(Required task) Write each line exactly, from the line that holds "of the wooden" through the final line of the material, and no other line.

(The data)
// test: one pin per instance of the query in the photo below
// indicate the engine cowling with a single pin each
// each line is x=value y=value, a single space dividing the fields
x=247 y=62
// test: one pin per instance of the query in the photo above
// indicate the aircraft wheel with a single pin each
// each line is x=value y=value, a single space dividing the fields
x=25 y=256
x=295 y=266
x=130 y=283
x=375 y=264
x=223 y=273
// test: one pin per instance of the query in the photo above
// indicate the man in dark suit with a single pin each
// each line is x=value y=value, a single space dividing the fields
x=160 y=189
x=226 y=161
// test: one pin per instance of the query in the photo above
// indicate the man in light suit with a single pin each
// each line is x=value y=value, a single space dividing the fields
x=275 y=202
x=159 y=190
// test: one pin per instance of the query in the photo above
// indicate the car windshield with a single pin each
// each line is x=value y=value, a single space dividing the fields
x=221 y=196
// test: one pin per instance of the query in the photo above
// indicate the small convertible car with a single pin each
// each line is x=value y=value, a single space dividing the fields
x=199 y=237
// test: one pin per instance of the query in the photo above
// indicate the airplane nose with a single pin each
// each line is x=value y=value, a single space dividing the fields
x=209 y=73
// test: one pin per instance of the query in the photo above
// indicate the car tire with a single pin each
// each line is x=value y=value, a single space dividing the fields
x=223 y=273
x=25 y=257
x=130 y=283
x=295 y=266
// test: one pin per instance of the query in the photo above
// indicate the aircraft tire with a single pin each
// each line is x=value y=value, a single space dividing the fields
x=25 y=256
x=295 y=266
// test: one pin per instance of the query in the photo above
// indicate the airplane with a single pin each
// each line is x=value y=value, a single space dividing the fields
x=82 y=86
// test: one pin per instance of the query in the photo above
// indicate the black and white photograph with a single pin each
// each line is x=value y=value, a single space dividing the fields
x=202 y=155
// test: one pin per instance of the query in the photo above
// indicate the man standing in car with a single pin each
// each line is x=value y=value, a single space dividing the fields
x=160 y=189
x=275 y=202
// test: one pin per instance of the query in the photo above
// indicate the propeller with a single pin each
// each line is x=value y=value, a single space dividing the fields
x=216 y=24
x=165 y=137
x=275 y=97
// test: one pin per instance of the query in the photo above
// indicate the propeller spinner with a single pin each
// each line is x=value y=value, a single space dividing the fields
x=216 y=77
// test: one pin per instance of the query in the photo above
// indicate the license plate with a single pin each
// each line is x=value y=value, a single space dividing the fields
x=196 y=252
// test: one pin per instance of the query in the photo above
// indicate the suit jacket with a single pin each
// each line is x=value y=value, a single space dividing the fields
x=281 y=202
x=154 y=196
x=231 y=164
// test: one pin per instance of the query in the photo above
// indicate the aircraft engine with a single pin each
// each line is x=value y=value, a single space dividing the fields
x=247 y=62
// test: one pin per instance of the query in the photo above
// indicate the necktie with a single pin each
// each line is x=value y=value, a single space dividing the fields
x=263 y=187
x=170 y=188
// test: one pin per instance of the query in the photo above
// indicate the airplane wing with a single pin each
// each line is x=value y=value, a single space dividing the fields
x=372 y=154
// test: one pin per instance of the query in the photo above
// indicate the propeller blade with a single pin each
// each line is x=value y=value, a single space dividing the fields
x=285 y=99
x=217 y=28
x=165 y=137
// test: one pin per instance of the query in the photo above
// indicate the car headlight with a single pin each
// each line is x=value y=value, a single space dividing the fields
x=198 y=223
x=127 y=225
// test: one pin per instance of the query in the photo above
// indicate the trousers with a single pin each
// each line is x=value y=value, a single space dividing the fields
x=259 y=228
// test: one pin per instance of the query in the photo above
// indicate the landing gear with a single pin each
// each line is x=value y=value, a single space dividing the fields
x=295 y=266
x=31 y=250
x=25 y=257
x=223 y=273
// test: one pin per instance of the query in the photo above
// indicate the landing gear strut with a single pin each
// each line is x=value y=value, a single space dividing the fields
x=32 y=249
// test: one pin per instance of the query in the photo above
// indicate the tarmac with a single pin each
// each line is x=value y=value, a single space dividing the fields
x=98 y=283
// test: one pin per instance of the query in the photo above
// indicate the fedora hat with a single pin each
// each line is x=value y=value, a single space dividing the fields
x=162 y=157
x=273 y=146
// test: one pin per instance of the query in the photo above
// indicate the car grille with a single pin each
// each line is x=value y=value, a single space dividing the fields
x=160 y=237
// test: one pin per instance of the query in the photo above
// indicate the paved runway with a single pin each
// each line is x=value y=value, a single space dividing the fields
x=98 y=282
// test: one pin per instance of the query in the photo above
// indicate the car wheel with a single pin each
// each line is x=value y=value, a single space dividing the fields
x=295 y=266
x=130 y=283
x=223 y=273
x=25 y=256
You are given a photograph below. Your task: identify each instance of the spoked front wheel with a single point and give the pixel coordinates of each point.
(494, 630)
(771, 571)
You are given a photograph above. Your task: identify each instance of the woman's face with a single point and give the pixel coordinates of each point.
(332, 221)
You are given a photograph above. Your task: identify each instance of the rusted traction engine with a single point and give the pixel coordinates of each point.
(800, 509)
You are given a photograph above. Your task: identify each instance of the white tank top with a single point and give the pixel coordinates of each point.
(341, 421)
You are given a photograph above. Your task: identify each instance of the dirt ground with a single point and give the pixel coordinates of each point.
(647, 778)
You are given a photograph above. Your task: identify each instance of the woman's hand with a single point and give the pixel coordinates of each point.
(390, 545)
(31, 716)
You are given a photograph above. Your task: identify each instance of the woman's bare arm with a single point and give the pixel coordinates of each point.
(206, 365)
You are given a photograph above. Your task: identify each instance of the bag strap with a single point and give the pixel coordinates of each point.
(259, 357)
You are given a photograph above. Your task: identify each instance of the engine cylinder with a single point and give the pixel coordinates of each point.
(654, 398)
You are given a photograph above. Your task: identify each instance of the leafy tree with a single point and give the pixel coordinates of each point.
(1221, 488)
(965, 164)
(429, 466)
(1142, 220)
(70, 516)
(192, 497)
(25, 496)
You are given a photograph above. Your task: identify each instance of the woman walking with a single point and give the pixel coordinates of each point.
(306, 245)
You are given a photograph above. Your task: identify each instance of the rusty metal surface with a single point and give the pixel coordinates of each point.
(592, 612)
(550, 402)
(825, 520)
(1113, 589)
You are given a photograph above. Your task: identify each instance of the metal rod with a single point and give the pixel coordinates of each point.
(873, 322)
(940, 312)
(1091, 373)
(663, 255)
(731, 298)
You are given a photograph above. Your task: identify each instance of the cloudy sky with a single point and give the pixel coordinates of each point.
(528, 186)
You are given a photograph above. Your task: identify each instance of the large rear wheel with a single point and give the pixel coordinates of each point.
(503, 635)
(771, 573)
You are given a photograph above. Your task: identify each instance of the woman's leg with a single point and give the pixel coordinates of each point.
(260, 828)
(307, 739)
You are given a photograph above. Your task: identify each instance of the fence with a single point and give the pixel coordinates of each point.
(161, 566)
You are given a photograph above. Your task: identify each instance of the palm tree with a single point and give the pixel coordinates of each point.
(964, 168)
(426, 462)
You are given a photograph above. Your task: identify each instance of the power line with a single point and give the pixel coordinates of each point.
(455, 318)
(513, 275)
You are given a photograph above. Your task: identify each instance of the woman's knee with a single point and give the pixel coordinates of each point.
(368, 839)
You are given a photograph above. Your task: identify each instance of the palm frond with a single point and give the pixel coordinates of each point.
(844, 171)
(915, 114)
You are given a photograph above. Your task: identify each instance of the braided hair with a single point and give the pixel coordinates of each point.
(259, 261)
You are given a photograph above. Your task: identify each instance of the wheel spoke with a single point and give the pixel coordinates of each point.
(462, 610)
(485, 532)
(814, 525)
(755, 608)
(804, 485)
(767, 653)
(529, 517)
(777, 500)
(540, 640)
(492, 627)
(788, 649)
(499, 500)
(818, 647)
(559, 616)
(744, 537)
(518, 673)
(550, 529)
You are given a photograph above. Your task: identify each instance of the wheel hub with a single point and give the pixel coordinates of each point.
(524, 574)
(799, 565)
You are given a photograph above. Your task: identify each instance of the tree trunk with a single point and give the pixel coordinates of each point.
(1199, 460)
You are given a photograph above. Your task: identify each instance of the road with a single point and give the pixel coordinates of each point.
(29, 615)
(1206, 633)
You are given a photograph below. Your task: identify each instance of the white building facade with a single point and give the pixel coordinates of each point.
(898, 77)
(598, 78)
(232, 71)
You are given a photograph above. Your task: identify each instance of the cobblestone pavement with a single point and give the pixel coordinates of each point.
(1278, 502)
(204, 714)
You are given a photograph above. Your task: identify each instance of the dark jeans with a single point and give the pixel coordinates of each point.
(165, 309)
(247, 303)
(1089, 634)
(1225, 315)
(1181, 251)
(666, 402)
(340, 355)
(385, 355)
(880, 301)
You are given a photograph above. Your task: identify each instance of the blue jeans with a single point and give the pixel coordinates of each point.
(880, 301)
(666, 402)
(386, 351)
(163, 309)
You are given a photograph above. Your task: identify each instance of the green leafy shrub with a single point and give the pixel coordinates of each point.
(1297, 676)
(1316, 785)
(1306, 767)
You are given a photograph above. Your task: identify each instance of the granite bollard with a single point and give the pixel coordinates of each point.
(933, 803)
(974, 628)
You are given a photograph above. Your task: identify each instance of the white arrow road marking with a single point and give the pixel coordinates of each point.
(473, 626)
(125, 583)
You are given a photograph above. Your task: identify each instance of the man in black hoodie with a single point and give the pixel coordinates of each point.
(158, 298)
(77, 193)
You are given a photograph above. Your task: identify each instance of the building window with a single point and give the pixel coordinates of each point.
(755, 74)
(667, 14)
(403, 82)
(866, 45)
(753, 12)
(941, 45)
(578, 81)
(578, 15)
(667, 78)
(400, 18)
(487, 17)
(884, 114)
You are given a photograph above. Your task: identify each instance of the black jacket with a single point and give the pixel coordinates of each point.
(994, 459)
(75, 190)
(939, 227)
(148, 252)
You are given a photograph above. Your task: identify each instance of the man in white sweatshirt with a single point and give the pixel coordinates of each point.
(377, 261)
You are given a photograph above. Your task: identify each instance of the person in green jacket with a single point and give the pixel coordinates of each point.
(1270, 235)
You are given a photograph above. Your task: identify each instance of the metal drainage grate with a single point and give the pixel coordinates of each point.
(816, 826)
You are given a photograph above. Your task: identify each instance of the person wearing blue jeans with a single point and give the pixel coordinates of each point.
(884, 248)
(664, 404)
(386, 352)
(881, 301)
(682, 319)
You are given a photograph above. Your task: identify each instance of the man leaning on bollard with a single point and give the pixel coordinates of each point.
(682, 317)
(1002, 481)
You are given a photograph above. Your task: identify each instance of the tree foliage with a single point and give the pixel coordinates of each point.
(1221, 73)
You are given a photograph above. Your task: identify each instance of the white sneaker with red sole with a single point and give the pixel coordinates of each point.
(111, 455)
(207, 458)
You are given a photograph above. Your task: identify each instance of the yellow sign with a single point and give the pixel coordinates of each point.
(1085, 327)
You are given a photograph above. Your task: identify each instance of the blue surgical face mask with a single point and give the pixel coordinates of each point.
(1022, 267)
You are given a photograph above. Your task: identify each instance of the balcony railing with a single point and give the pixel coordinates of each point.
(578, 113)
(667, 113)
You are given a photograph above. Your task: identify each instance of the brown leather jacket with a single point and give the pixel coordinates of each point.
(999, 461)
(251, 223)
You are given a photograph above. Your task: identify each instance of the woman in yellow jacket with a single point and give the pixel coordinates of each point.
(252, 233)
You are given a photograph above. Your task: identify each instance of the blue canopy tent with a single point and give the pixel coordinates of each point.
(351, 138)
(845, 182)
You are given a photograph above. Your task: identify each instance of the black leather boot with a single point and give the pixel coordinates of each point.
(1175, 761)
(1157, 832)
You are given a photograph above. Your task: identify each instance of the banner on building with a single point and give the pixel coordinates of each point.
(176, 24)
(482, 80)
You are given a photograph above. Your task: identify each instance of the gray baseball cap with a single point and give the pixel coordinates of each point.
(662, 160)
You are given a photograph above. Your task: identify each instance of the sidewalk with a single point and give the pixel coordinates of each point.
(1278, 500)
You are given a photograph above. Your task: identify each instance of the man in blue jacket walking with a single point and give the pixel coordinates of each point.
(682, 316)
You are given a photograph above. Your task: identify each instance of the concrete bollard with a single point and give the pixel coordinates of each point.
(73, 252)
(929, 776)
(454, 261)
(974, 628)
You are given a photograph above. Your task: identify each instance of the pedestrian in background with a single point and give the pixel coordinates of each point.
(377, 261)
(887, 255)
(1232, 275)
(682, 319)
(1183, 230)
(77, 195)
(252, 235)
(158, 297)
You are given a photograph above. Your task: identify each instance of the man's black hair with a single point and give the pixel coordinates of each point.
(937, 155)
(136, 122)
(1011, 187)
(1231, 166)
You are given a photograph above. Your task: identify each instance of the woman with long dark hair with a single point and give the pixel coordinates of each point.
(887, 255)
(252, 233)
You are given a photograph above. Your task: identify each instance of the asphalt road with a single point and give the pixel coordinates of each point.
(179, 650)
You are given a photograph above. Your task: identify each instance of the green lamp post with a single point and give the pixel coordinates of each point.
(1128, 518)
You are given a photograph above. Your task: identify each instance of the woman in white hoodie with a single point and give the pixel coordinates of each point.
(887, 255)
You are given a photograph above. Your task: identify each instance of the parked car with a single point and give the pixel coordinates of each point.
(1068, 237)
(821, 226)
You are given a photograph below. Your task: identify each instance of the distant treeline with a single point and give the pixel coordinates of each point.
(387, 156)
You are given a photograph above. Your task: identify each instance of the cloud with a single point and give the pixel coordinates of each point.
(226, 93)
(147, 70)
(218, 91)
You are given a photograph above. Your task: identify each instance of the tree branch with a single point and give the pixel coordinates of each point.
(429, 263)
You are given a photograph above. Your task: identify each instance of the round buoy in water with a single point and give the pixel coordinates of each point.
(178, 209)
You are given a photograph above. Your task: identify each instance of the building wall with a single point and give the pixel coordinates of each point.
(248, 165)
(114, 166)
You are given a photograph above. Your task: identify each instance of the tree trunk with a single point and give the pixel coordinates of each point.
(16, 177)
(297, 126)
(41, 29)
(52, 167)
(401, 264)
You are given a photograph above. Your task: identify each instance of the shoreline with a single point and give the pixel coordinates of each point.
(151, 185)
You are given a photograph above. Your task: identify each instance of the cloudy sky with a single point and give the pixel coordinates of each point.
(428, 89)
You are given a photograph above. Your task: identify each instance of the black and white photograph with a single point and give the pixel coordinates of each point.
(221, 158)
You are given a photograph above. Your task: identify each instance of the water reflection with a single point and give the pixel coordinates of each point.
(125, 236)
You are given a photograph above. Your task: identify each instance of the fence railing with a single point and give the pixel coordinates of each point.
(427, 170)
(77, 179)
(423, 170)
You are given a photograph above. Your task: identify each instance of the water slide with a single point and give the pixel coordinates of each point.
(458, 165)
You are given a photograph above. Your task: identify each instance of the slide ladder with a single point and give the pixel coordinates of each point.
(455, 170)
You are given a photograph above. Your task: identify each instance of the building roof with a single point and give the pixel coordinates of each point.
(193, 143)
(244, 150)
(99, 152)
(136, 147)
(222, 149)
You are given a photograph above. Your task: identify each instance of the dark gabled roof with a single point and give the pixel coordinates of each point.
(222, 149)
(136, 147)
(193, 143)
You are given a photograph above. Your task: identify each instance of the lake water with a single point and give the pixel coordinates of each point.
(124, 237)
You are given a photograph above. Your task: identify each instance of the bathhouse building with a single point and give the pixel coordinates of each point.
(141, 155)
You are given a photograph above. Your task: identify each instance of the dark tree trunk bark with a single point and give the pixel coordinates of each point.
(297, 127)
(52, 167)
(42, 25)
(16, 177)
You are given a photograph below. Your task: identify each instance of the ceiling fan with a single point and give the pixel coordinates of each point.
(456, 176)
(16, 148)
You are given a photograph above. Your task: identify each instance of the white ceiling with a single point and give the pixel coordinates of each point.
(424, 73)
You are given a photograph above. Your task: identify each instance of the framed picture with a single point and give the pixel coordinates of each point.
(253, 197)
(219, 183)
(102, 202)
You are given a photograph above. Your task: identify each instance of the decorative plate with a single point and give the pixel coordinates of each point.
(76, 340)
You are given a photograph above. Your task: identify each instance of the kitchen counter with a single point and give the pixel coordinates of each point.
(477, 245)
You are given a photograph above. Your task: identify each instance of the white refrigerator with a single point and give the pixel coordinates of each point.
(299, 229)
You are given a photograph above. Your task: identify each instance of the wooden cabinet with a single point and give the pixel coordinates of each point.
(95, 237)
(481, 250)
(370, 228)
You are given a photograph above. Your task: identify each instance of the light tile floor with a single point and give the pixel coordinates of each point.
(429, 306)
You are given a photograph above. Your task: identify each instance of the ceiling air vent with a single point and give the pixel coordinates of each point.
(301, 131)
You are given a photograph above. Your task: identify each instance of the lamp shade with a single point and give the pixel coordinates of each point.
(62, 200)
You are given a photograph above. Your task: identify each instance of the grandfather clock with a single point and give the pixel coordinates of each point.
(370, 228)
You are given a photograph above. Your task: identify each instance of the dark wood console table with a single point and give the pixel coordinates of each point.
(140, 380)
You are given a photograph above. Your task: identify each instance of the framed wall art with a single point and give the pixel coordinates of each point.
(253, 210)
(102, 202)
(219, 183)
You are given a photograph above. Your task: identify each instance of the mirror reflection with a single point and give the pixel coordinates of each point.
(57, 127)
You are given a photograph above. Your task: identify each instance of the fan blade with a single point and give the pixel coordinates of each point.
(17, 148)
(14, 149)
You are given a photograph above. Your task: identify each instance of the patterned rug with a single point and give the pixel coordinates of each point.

(The reply)
You are given a photograph above. Your task: identify each instance of the wooden cabinet with a single point and give the pixel coordinates of each point.
(95, 237)
(481, 250)
(370, 228)
You are given a photograph above. Your task: identify each instance of the light tile floor with a single point and give the pixel coordinates of each point.
(429, 306)
You are given a photograph above. Your task: identify each instance of the ceiling air vent with a single point and give the pixel coordinates of each point.
(301, 131)
You are given a photograph above. Your task: identify each instance of the lamp shade with a single point and give the pixel coordinates of each point.
(62, 200)
You are given a photograph above. Your task: identify each instance of the grandfather clock with a single point and give the pixel coordinates of each point.
(370, 228)
You are given a photograph above. Your task: identify each instance of the dark wood console table with a single point and give the pixel coordinates of each point.
(140, 380)
You are given a photograph above. Your task: identify each instance of the framed wall art with a single point and give the pixel coordinates of each point.
(253, 210)
(102, 202)
(219, 183)
You are given a photograph above. Your task: identify each instance of the mirror reflection with a single point and give the pixel coordinates of each point.
(57, 127)
You are given a photograph above. Your task: identify each instance of the fan blade with a single point and give the pixel coordinates of each point.
(17, 148)
(14, 149)
You are given a photograph above. Your task: identify each instance of the patterned rug with a single point and give the pixel coordinates of each point.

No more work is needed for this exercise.